What is needed - Make an exact copy of the listing underneath, skipping each picture.

***** Task input

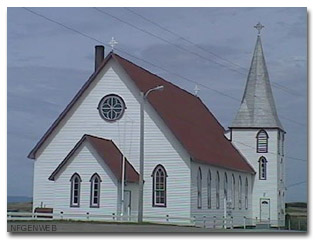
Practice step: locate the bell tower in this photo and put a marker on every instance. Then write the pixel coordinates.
(259, 135)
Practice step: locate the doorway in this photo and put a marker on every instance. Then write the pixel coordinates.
(264, 209)
(127, 203)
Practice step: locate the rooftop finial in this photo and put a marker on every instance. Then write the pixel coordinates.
(259, 26)
(196, 90)
(113, 43)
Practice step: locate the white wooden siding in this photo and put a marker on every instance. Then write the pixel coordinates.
(199, 213)
(86, 162)
(245, 141)
(161, 147)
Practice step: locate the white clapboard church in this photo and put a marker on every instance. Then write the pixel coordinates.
(88, 162)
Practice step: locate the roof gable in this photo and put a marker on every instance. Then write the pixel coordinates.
(108, 152)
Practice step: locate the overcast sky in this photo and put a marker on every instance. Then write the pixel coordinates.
(47, 65)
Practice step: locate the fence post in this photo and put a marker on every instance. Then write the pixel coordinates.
(279, 223)
(244, 222)
(194, 220)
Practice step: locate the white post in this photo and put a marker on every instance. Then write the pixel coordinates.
(122, 185)
(224, 217)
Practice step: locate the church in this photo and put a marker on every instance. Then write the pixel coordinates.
(132, 144)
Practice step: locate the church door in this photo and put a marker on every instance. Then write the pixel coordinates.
(264, 209)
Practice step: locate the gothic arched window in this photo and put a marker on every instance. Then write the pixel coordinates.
(209, 188)
(159, 186)
(246, 193)
(95, 190)
(262, 168)
(262, 141)
(225, 186)
(240, 192)
(218, 190)
(199, 188)
(75, 190)
(233, 191)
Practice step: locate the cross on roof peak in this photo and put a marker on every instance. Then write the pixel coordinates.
(259, 27)
(113, 43)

**********

Result -
Practice step: locate the bell tower in this photo and put a marker on every instance. Then write the pixel coordinates.
(259, 135)
Practice step: locate the doorway in this photo and put a marker on every instance. Then write the pixel coordinates.
(264, 209)
(127, 203)
Practice step: locate the rooftop finial in this photo and put a marker on every instance. Then write the pixel coordinates.
(259, 26)
(196, 90)
(113, 43)
Practice step: locate the white wooden siding in this photo and put a marker on every instance. Then write the pixel coordinates.
(199, 213)
(86, 162)
(245, 141)
(161, 147)
Practice step: locate the white clapboard church in this photo and put a marker on every instance. Then write the pixel coordinates.
(88, 162)
Practice step: locate the roof gable in this photo and put a marker on every instance. Then write the pixel coordinates.
(108, 152)
Practice step: locate the overcast sky in this photo and put a marker on every instance. Then write the pixel coordinates.
(47, 65)
Practice step: locate the fence post in this photo and put a marker on every instance. Then write the pixel coordinates.
(279, 223)
(244, 222)
(194, 220)
Practice step: locate the white post in this photo and put a marker on every instance. Then write the pixel coordinates.
(122, 185)
(224, 217)
Practice step: locate the church in this photo and put a marker on every instance. Then write the pixel coordinates.
(132, 144)
Practice step: locate the church door in this photo and put a marker on every instance. Then write the pixel coordinates.
(264, 209)
Practice step: locate the gothic arched window in this photo and put a marker on every instance. Then write the pixel coordinates.
(209, 188)
(159, 186)
(246, 193)
(95, 190)
(262, 168)
(262, 141)
(225, 186)
(240, 192)
(218, 190)
(199, 188)
(75, 190)
(233, 191)
Practice step: locate the cross on roof peak in this photo and put a marker on every instance. Then write the pixel coordinates.
(259, 27)
(113, 43)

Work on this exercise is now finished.